▶ Exercise description: Your answer must be an exact copy of the records below, minus any images.

───── The records ─────

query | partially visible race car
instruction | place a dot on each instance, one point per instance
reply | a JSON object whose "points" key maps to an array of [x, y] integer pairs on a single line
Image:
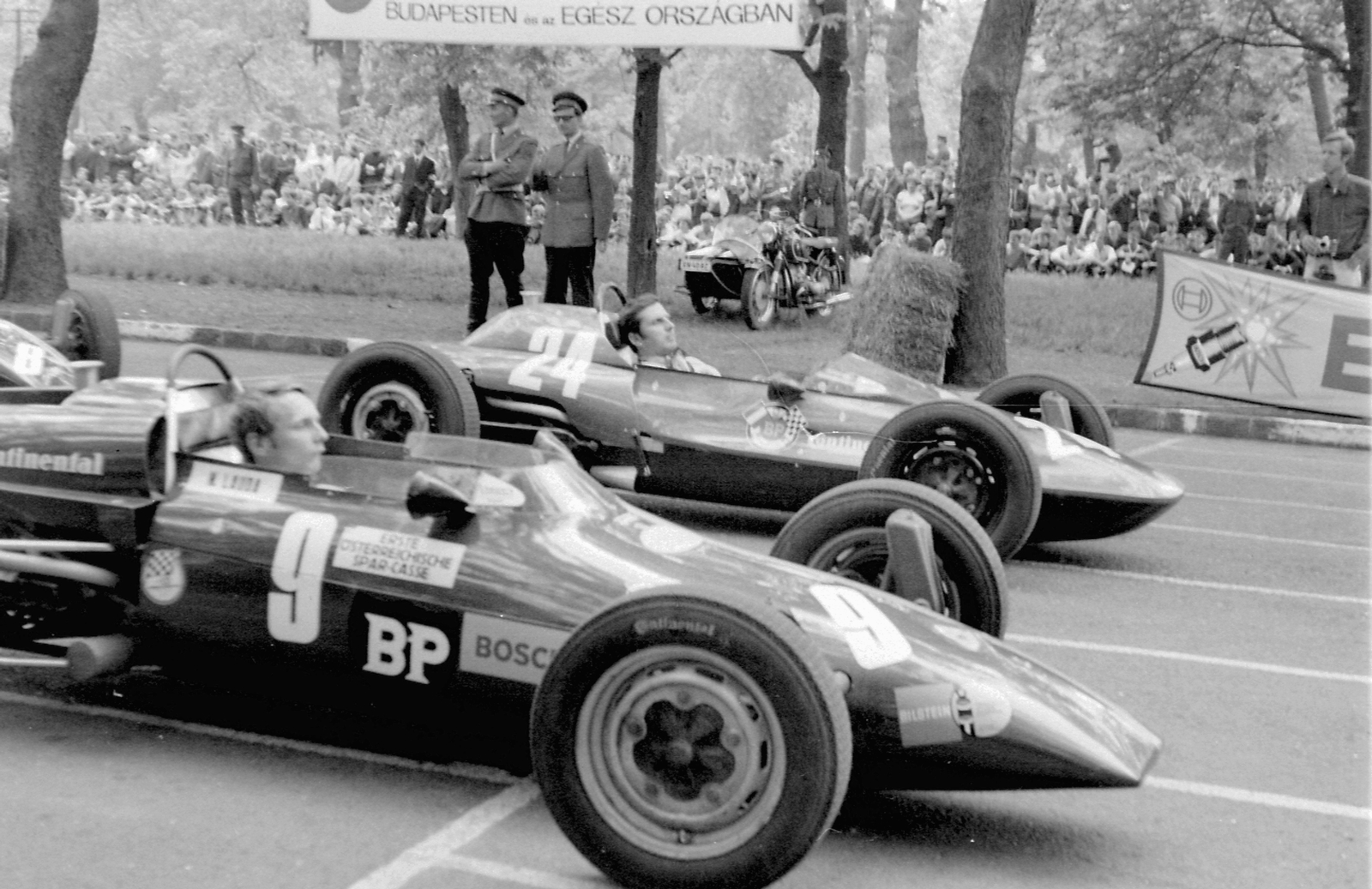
{"points": [[774, 269], [773, 443], [84, 329], [696, 710]]}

─────

▶ Solution for this task:
query | partially visible race car
instruction | place a dot on each instance, one point per instance
reply | a JSON object whose "points" key maps to an array of [x, y] integer pairs on a single line
Image:
{"points": [[774, 269], [773, 443], [84, 329], [696, 710]]}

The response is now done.